• WHAT IS BEING ASKED: Output every line of the records below as a JSON array of strings, one string per line, leaving out any blank lines.

======== RECORD EXTRACTS

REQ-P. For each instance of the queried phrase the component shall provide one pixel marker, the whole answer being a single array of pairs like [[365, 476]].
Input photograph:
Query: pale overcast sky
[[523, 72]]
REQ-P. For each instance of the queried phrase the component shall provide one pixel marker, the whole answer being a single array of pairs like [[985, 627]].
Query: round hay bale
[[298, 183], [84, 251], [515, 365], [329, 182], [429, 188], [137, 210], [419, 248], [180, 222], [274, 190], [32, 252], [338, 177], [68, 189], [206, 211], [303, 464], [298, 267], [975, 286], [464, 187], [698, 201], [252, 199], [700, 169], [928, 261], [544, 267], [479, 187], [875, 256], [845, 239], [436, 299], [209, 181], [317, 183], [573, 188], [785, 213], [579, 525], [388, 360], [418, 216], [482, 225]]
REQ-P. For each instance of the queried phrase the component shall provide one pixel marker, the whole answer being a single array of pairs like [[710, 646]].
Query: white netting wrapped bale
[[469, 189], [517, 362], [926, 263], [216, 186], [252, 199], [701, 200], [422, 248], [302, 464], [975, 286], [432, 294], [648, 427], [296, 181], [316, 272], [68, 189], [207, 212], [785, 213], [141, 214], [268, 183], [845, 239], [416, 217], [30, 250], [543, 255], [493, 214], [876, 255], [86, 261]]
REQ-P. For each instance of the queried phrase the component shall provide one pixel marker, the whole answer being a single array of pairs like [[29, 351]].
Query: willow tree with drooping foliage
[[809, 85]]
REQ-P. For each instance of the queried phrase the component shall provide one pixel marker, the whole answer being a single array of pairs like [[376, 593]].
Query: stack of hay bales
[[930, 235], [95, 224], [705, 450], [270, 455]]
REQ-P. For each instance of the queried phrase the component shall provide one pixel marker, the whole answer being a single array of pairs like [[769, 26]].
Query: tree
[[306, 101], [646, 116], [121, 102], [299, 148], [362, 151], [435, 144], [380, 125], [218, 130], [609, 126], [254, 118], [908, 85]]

================

• TASK RESULT:
[
  "REQ-P. For each instance of the queried phrase the component shall provide one pixel marker, the whole answer being a single array of pairs like [[365, 476]].",
  "Input photograph:",
  "Query: pale overcast sky",
  "[[523, 72]]",
  "REQ-P. For each instance of the queried phrase the component shall provide one pixel marker, the whole answer being a single array of pairs like [[985, 627]].",
  "Query: round hay bale",
  "[[298, 183], [84, 251], [515, 365], [329, 182], [429, 188], [137, 210], [419, 248], [180, 222], [274, 190], [32, 252], [338, 177], [68, 189], [206, 211], [303, 464], [298, 267], [975, 286], [464, 187], [698, 201], [252, 199], [700, 169], [928, 261], [544, 267], [479, 187], [875, 256], [845, 239], [436, 299], [209, 181], [317, 183], [573, 188], [785, 213], [579, 525], [388, 360], [418, 216], [482, 225]]",
  "REQ-P. For each instance of the queried phrase the component shall provide one pixel marker, the whole answer being a single array of pairs like [[710, 646]].",
  "Query: white netting wrapped bale",
  "[[469, 189], [517, 362], [926, 263], [216, 186], [252, 199], [701, 200], [422, 248], [302, 464], [975, 286], [432, 294], [648, 427], [296, 181], [316, 272], [68, 189], [207, 212], [785, 213], [141, 214], [268, 183], [845, 239], [416, 217], [30, 250], [543, 255], [493, 214], [876, 255], [86, 261]]",
  "REQ-P. For each instance of the queried phrase the component shall provide one pixel marker, the whole answer being a single array of pairs like [[29, 351]].",
  "Query: willow tree with drooping foliage",
  "[[809, 85]]",
  "REQ-P. For each instance of the queried phrase the component shall provide one pixel marker, the whole answer being a single array of pairs like [[376, 593]].",
  "Query: stack of hay bales",
  "[[930, 235], [95, 224], [705, 450], [270, 455]]",
  "REQ-P. For each instance of the queried phrase the component shall provide one pixel marker, the whole answer being a single array of pairs like [[769, 26]].",
  "Query: tree",
  "[[306, 101], [646, 116], [121, 102], [299, 148], [362, 151], [435, 144], [380, 125], [218, 130], [609, 126], [254, 118], [908, 85]]"
]